Your goal: From the line that contains "the dry grass" down to the last line of the data below, transcribe every line exactly.

Data under study:
---

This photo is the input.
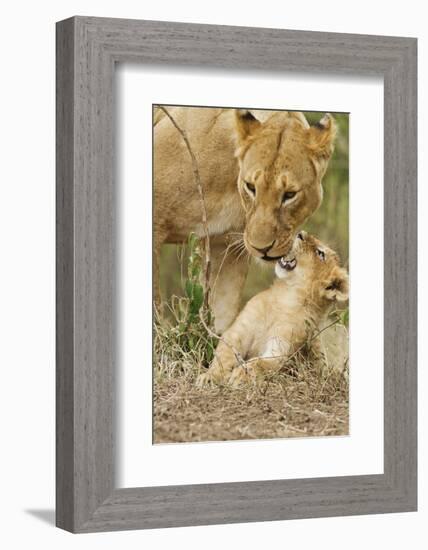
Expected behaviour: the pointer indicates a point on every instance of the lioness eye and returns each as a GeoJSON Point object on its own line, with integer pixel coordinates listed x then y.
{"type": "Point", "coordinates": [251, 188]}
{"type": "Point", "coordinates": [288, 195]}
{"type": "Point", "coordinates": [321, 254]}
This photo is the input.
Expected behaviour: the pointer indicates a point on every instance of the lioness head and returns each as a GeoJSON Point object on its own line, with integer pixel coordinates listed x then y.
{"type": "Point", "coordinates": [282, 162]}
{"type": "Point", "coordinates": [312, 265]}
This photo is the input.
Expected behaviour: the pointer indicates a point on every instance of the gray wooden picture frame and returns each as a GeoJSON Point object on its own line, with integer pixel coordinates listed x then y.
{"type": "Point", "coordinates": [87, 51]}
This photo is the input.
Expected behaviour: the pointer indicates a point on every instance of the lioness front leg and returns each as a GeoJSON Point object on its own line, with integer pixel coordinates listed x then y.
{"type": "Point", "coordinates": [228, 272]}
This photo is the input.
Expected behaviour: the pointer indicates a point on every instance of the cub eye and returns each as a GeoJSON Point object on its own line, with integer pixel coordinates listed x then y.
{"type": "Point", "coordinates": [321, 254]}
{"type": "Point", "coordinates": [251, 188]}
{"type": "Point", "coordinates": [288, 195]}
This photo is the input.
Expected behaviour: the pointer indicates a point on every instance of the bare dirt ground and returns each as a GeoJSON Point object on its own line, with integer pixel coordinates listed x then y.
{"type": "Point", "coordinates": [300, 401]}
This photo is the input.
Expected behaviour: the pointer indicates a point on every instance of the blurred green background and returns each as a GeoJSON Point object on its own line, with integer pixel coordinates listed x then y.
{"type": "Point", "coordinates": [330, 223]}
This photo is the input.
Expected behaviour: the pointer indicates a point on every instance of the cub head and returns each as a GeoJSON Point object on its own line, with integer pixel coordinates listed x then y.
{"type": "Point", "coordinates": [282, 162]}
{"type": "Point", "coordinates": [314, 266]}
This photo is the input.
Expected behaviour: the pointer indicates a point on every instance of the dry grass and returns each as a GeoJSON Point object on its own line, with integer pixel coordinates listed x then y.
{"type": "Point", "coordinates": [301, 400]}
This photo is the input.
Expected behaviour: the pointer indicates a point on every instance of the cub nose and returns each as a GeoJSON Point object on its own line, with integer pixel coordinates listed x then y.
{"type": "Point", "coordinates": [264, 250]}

---

Task answer:
Expected behaviour: the pointer indicates a point on every instance of the dry grass and returns each as a GeoJSON Point object on its own line, with integer pixel coordinates listed x then y.
{"type": "Point", "coordinates": [301, 400]}
This photo is the input.
Expected behaviour: the pointer indicates a point on every instance of the cub nose and returns each as a GeoJSON Point object on its own line, with integer pixel coordinates listed x then y.
{"type": "Point", "coordinates": [264, 250]}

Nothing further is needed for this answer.